TAREFA PROPOSTA: Reproduza sem alterações o trecho da resenha sobre "As boas mulheres da China" que se abre com as palavras "[Resenha] As boas" e se encerra com "na China moderna.".

[Resenha] As boas mulheres da China - Xinran
Sinopse: Entre
1989 e 1997, a jornalista Xinran entrevistou mulheres de diferentes idades e
condições sociais, a fim de compreender a condição feminina na China moderna.
Seu programa de rádio, Palavras na brisa noturna, discutia questões sobre as
quais poucos ousavam falar, como vida íntima, violência familiar, opressão e homossexualismo.
De forma cautelosa e paciente, Xinran colheu inúmeros relatos de mulheres em
que predomina a memória da humilhação e do abandono: estupros, casamentos
forçados, desilusões amorosas, miséria e preconceito. São histórias como as de
Hongxue, que descobriu o afeto ao ser acariciada não por mãos humanas, mas
pelas patas de uma mosca; de Hua'er, violentada em nome da
"reeducação" promovida pela Revolução Cultural; da catadora de lixo
que impôs a si mesma um ostracismo voluntário para não envergonhar o filho, um
político bem-sucedido; ou ainda a de uma menina que perdeu a razão em
conseqüência de uma humilhação intensa. Quando Xinran começou suas entrevistas,
o peso de tradições antigas e as décadas de totalitarismo político e repressão
sexual tornavam muito difícil o acesso à intimidade da mulher chinesa. Desde
1949, a mídia chinesa funcionava como porta-voz do regime comunista. Rádio,
televisão e jornais estatais eram a única fonte de informação, e a comunicação
com pessoas no exterior era rara. Em 1983, o presidente Deng Xiao Ping iniciou
um lento processo de abertura da China. Alguns jornalistas começaram a promover
mudanças sutis na maneira como apresentavam as notícias. O programa apresentado
por Xinran era um dos poucos espaços em que as pessoas podiam desabafar e falar
de seus problemas pessoais. Nos relatos do livro, a autora possibilita a vozes
antes silenciadas revelar provações, medos e uma capacidade de resistência que
as permitiu se reerguer e sonhar em meio ao sofrimento extremo. Em condições
extremas de vida, como a dos campos de reeducação da Revolução Cultural,
afloram sentimentos de maternidade, compaixão e amor.

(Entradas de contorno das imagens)
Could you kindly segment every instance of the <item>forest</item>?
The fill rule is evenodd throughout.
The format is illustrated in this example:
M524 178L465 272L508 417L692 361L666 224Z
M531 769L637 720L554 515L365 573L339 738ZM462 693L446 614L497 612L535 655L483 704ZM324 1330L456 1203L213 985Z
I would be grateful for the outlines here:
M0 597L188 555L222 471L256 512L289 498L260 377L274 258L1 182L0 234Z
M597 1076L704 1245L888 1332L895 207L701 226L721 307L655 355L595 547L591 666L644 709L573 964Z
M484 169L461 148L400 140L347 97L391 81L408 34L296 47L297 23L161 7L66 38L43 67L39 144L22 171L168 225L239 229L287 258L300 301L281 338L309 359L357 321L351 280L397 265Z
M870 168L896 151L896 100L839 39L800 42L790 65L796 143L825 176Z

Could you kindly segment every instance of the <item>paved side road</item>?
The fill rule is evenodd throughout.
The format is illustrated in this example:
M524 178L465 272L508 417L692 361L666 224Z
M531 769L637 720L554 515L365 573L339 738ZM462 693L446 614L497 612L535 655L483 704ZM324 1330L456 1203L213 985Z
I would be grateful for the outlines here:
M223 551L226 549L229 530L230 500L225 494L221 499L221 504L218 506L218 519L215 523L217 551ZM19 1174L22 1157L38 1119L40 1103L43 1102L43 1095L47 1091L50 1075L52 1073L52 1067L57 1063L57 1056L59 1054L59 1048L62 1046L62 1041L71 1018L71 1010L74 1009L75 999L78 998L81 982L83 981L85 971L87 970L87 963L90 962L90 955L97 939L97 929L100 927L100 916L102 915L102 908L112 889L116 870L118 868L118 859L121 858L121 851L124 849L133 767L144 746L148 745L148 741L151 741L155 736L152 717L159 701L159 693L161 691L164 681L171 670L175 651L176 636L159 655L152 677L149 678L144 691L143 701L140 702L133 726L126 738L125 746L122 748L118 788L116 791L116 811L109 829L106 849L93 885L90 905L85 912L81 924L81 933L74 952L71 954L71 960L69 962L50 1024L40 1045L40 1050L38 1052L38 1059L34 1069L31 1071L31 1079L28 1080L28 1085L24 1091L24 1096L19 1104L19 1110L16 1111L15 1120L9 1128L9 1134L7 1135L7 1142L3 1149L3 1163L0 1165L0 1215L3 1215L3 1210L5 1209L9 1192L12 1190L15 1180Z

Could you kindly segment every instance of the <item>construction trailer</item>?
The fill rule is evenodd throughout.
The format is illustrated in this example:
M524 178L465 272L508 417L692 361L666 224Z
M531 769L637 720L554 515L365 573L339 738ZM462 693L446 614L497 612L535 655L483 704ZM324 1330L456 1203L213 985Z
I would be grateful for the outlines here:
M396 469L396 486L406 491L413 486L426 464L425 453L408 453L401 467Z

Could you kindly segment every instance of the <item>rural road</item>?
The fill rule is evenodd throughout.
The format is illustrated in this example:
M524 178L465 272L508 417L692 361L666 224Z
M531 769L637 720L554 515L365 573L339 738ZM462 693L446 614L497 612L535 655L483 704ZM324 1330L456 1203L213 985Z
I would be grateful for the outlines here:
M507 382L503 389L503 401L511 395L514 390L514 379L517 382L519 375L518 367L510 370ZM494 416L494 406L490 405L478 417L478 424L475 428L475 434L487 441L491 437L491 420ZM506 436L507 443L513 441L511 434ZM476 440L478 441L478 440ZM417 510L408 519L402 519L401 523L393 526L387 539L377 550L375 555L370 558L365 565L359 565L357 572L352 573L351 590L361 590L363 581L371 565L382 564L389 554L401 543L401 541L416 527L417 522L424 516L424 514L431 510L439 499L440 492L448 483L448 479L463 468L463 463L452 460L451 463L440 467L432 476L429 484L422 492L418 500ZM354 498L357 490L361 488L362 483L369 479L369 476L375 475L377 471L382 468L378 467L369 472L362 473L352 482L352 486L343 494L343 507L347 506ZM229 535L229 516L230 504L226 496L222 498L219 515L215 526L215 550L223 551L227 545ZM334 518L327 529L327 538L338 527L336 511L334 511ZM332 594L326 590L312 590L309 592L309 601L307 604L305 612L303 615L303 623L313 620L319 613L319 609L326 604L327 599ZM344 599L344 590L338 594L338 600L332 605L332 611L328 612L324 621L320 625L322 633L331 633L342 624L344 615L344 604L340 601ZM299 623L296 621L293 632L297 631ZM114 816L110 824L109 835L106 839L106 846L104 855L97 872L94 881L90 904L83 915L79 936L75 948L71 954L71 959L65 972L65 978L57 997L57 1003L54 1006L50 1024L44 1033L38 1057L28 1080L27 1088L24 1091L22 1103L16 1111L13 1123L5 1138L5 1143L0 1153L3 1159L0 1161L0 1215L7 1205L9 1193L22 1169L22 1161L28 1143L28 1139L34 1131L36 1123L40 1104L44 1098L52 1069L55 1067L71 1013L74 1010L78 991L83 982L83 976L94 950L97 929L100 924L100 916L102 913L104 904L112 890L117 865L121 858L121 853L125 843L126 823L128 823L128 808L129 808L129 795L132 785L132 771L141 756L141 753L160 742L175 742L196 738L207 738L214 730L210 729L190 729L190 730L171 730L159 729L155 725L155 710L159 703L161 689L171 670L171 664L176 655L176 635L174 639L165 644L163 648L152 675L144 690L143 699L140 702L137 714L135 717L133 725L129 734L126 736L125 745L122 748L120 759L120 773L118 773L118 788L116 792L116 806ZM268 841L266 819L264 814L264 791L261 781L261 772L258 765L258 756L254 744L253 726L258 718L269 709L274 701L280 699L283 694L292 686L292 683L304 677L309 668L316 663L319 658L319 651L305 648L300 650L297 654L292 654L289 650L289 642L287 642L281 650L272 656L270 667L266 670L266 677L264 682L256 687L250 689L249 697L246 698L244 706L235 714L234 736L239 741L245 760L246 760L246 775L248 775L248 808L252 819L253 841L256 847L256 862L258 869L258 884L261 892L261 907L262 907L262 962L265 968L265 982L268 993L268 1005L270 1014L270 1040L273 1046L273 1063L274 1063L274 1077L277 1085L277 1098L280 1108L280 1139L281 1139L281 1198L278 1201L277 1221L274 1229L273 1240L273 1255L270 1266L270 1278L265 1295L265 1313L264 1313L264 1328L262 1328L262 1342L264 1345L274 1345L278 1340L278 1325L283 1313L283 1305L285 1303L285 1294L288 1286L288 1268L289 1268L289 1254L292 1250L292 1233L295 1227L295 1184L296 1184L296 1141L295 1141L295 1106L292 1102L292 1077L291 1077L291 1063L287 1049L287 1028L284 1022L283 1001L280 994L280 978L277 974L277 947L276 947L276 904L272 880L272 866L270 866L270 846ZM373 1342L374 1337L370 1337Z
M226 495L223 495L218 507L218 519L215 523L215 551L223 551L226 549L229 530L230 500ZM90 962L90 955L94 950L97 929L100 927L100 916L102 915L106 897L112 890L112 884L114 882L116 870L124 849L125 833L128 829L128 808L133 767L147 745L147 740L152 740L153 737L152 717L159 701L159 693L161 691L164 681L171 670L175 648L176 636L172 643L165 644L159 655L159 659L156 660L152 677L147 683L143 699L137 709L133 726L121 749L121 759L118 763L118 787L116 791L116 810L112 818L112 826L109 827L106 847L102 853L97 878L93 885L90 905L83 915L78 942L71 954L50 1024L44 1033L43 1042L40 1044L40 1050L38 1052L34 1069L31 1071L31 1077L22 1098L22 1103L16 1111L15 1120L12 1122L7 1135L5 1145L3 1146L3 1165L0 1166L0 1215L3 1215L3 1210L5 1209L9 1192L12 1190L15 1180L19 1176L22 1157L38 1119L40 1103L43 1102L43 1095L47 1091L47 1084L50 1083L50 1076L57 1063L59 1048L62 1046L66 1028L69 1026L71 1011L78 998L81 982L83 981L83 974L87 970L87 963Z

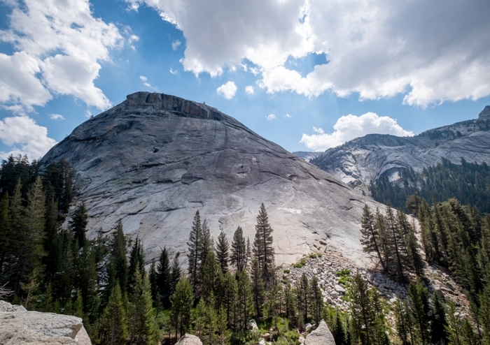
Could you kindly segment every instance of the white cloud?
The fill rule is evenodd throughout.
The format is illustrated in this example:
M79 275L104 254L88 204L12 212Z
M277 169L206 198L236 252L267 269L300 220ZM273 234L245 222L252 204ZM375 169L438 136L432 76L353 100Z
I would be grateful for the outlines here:
M398 136L412 136L414 133L405 131L395 119L387 116L378 116L368 112L359 117L353 115L342 116L333 126L331 134L322 129L313 127L314 134L303 134L300 142L315 151L325 151L344 142L370 133L391 134Z
M24 0L13 8L9 27L0 41L14 46L13 55L0 54L0 102L6 106L44 105L52 94L69 94L104 109L111 103L94 80L100 61L122 36L113 24L92 15L88 0ZM129 42L137 41L132 35Z
M64 117L63 117L63 115L60 115L59 114L51 114L49 116L49 117L52 120L64 120L64 119L65 119Z
M172 50L176 50L178 47L180 47L181 42L178 40L175 40L172 43Z
M216 89L216 92L226 99L232 99L237 93L237 85L233 82L227 82Z
M246 61L269 93L405 94L405 103L422 107L490 94L488 1L127 1L155 8L182 30L181 61L197 75ZM305 76L285 67L312 52L328 63Z
M56 140L48 136L46 127L25 115L0 120L0 140L8 146L13 146L10 152L0 152L4 159L20 154L38 159L56 145Z

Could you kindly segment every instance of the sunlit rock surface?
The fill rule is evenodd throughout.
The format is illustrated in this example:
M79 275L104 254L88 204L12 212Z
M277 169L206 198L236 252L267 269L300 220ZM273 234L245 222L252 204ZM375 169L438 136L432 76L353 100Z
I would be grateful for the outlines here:
M415 137L369 134L329 149L310 161L342 182L361 188L383 174L396 180L400 168L421 171L442 158L456 164L461 164L462 158L469 163L490 163L490 105L476 119Z
M143 240L147 260L164 246L186 254L198 210L215 239L223 230L231 242L241 226L253 242L264 203L277 263L326 247L360 263L362 207L377 205L216 109L162 94L129 95L77 127L42 163L62 158L78 172L89 235L121 220Z

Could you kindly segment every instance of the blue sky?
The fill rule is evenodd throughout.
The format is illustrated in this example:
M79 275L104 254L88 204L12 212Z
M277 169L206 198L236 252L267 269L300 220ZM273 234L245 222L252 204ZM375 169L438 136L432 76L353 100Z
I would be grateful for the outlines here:
M417 134L490 104L486 1L0 0L0 156L42 156L137 91L289 151Z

RESOLUÇÃO DA TAREFA:
[Resenha] As boas mulheres da China - Xinran
Sinopse: Entre
1989 e 1997, a jornalista Xinran entrevistou mulheres de diferentes idades e
condições sociais, a fim de compreender a condição feminina na China moderna.